Source passage below:
James Lafond reviews Heinlein’s classic Destination Moon:
A scientist, a retired admiral, a test pilot turned entrepreneur, and a second string radio technician decide to defy U.S. environmental edicts, and blast off in their atomic space ship from the Mohave Desert instead of waiting to apply for new unaffordable permits in Fiji. These men judged that the privatized space mission would be scrapped if it was delayed any longer, and acted out of a patriotic impulse to beat the Soviets to the moon.
In 1950 the Moon was envisioned as a ballistic platform, and the Cold War was only a few years old. Heinlein was writing before the Korean Conflict took off, and envisioned atomic space travel in a Cold War future that might be placed in the 1980s.
The technology imagined was fascinating — and horrifically dirty. The ethics of the men involved were anchored by patriotism and the desire not to permit the one man among them who had children to perish. The masculine ethos of the story is nearly timeless — excepting our own neutered age. The men declare, one after the other, in various discussions, that their first duty is to the group — the tribe. This is a book on tribalism set in a starkly capitalist atomic age in which nations walk the knife edge of nuclear Armageddon. The most interesting and workable aspect of the story is the quote leading into each chapter from a book on the history of transportation by an Arabic author of a more distant future than that imagined by the author for the first lunar landing.
Destination Moon was simply a great, thought-provoking read that holds up after 65 years for the pointedly simple reason that it is about men testing the boundaries of humanity, which has the purpose envisioned for men across all cultures and ages except, curiously, for our present one.
I haven’t read the original story, but I vaguely recall the movie.
I don’t think you can really call the output of a solid-core nuclear thermal rocket “horrifically dirty,” at least not outside the context of that queer modern terror which so greatly over-weights radiation in comparison to chemical or other dangers. This is especially true of a small number of launches (like 1 in the story) or practically any number from an area far from population centers. Say, the American Southwest or the East coast of Florida.
Isn’t the output of a nuclear thermal rocket simply super-hot hydrogen? (Or whatever reaction mass it’s using?)
Now, if things don’t go well…
Depends on what type. Most don't spew fuel everywhere. A nuclear salt-water rocket, using uranium salts that go critical in the nozzle..
I don't see the point of all this. A serious access to space requires infrastructure, not just vehicles. Skyhooks, maglev launchers, whatever — all alien to the mentality of speed and expediency that gave us the abominable Saturn V and the dead-end of Apollo.
End of Source passage.
Information given below:
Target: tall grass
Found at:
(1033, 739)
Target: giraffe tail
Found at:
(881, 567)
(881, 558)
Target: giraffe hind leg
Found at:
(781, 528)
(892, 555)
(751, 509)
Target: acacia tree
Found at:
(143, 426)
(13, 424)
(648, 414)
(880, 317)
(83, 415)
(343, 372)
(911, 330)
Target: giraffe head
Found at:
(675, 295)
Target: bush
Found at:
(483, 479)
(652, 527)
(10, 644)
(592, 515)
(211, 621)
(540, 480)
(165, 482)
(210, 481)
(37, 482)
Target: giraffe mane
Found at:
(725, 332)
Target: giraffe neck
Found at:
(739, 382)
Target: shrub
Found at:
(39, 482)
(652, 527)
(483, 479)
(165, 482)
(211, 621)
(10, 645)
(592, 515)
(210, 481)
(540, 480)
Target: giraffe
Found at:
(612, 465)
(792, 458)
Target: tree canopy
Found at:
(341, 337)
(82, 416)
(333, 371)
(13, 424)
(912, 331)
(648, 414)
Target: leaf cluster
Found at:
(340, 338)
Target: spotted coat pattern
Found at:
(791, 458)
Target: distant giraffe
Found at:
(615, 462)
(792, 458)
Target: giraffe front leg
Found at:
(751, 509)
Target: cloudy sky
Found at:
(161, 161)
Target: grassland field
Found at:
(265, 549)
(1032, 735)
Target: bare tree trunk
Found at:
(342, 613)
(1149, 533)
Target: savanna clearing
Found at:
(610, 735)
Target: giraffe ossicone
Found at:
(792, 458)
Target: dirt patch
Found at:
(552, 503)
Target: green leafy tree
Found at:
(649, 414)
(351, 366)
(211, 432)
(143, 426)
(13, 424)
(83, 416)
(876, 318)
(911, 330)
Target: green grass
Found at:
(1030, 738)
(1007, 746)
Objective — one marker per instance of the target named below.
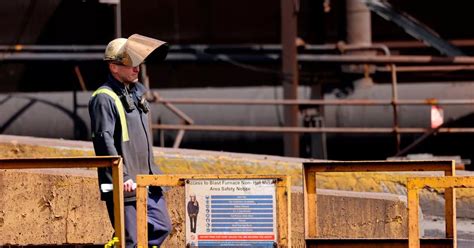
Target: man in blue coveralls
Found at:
(119, 123)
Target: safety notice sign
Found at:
(230, 213)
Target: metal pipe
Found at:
(270, 129)
(434, 68)
(394, 106)
(419, 44)
(358, 23)
(360, 102)
(393, 59)
(254, 48)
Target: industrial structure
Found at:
(370, 72)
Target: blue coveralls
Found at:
(136, 151)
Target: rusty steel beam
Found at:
(271, 129)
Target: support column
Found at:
(289, 11)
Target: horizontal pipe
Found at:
(270, 129)
(363, 102)
(435, 68)
(420, 44)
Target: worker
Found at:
(119, 122)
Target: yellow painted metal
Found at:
(310, 169)
(119, 221)
(415, 184)
(413, 228)
(440, 182)
(379, 166)
(283, 198)
(58, 162)
(450, 208)
(81, 162)
(283, 195)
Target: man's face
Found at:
(125, 74)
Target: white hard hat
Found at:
(134, 50)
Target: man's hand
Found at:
(128, 186)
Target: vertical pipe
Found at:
(289, 10)
(118, 19)
(394, 105)
(119, 221)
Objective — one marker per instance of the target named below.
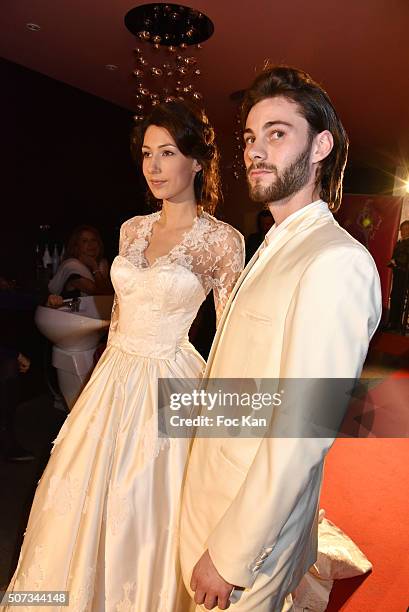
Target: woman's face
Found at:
(169, 174)
(88, 244)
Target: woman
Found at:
(104, 521)
(84, 270)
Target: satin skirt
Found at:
(104, 521)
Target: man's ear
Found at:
(322, 147)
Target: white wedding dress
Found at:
(104, 521)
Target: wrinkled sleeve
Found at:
(229, 264)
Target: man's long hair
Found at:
(316, 107)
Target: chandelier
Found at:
(166, 65)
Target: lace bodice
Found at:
(155, 305)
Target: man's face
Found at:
(277, 151)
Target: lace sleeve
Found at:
(230, 263)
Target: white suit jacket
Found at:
(307, 307)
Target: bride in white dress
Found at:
(104, 521)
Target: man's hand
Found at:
(209, 587)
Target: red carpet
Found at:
(366, 493)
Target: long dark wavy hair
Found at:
(194, 137)
(316, 107)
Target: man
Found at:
(306, 306)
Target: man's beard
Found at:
(291, 180)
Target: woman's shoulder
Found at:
(221, 227)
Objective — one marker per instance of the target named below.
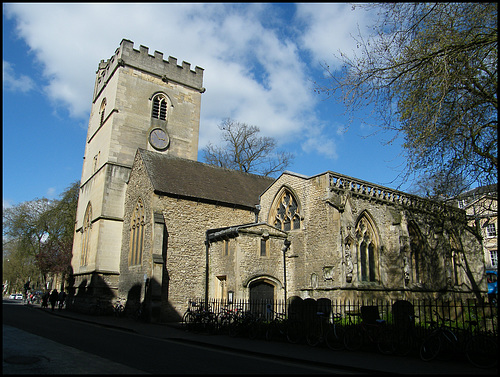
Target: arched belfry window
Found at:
(102, 111)
(417, 247)
(160, 106)
(367, 248)
(137, 223)
(285, 214)
(86, 228)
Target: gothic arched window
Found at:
(86, 228)
(137, 223)
(367, 245)
(285, 215)
(416, 249)
(159, 107)
(102, 111)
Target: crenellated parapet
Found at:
(167, 70)
(341, 184)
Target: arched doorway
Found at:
(261, 290)
(262, 299)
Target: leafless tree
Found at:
(246, 151)
(429, 75)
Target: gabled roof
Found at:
(179, 177)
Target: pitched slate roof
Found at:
(180, 177)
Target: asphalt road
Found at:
(36, 342)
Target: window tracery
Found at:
(87, 227)
(159, 110)
(102, 111)
(137, 223)
(367, 250)
(287, 212)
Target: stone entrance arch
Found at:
(261, 290)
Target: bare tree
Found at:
(429, 74)
(246, 151)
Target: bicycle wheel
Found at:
(119, 309)
(430, 347)
(482, 351)
(449, 345)
(294, 332)
(403, 343)
(255, 329)
(335, 338)
(386, 341)
(353, 339)
(188, 321)
(313, 335)
(272, 331)
(235, 328)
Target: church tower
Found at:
(139, 101)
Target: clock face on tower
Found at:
(159, 139)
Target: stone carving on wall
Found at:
(348, 263)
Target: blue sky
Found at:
(260, 62)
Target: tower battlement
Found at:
(167, 70)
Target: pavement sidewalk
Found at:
(351, 362)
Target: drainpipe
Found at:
(207, 246)
(286, 246)
(257, 211)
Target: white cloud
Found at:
(51, 192)
(330, 28)
(15, 82)
(253, 72)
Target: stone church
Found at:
(156, 226)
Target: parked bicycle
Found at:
(281, 327)
(442, 341)
(99, 308)
(118, 308)
(199, 317)
(317, 329)
(371, 330)
(480, 349)
(334, 337)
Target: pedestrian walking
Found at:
(62, 297)
(54, 296)
(45, 299)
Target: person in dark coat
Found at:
(54, 296)
(45, 299)
(62, 297)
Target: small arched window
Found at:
(102, 111)
(137, 223)
(417, 247)
(286, 212)
(367, 246)
(86, 228)
(159, 110)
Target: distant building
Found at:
(155, 226)
(481, 207)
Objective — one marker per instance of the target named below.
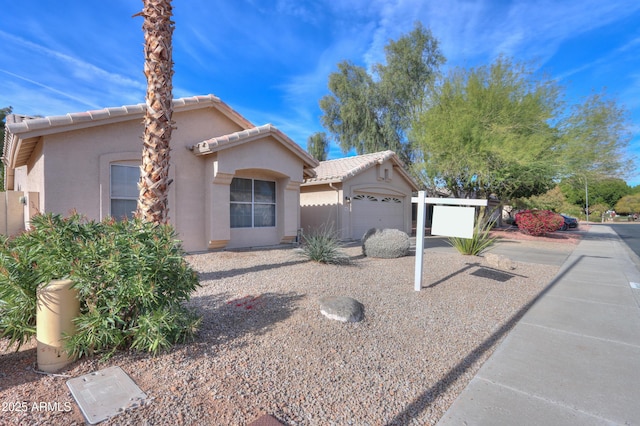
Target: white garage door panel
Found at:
(375, 211)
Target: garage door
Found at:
(375, 211)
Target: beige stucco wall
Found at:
(320, 204)
(71, 170)
(263, 159)
(320, 207)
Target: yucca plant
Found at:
(323, 245)
(480, 241)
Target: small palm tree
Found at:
(158, 68)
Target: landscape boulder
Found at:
(499, 262)
(341, 308)
(385, 243)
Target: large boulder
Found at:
(341, 308)
(385, 243)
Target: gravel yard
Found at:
(264, 347)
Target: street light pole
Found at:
(586, 196)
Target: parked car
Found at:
(569, 222)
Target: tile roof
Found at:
(333, 171)
(22, 132)
(47, 125)
(237, 138)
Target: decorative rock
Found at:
(499, 262)
(342, 308)
(385, 243)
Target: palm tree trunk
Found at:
(158, 68)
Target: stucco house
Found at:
(234, 184)
(354, 194)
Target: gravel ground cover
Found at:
(264, 347)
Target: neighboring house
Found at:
(355, 194)
(234, 184)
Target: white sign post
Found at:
(450, 219)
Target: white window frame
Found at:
(253, 204)
(118, 197)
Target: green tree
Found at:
(605, 191)
(158, 125)
(318, 146)
(595, 137)
(373, 112)
(3, 114)
(487, 131)
(629, 204)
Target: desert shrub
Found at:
(131, 277)
(385, 243)
(480, 241)
(323, 245)
(538, 222)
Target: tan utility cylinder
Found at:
(57, 306)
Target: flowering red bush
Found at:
(538, 222)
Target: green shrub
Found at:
(538, 222)
(480, 241)
(322, 245)
(131, 277)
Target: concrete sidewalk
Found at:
(574, 357)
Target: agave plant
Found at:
(475, 245)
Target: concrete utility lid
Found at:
(105, 393)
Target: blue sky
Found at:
(270, 59)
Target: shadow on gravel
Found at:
(424, 400)
(226, 320)
(453, 274)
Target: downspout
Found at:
(338, 227)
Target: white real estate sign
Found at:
(454, 220)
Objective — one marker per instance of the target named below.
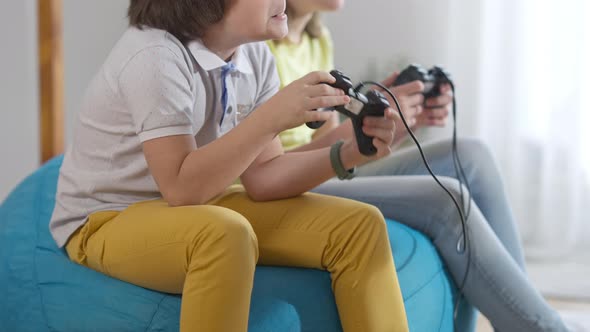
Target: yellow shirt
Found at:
(295, 61)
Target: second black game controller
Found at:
(433, 79)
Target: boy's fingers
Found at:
(316, 77)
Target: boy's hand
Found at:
(296, 103)
(382, 129)
(411, 101)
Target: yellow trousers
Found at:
(209, 252)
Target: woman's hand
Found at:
(437, 109)
(411, 101)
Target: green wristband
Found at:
(341, 172)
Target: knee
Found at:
(221, 228)
(456, 190)
(475, 150)
(369, 219)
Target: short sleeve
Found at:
(269, 82)
(156, 88)
(327, 47)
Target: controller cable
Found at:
(460, 173)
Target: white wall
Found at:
(19, 137)
(372, 38)
(91, 29)
(375, 37)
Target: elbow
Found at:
(177, 198)
(257, 192)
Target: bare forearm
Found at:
(294, 173)
(208, 170)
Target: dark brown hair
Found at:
(185, 19)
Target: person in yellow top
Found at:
(313, 52)
(400, 187)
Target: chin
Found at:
(278, 32)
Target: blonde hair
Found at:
(314, 27)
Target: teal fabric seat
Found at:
(42, 290)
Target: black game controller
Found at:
(373, 103)
(433, 79)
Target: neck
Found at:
(218, 42)
(297, 24)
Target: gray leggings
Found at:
(497, 284)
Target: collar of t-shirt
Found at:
(210, 61)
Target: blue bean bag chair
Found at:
(42, 290)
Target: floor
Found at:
(561, 305)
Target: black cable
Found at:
(459, 172)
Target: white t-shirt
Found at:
(151, 86)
End of Information given.
Aim of the exercise >> Retype the stretch of the Destination Moon review from "I haven’t read" through "mass it’s using?)", copying it exactly.

Response area >>
I haven’t read the original story, but I vaguely recall the movie.
I don’t think you can really call the output of a solid-core nuclear thermal rocket “horrifically dirty,” at least not outside the context of that queer modern terror which so greatly over-weights radiation in comparison to chemical or other dangers. This is especially true of a small number of launches (like 1 in the story) or practically any number from an area far from population centers. Say, the American Southwest or the East coast of Florida.
Isn’t the output of a nuclear thermal rocket simply super-hot hydrogen? (Or whatever reaction mass it’s using?)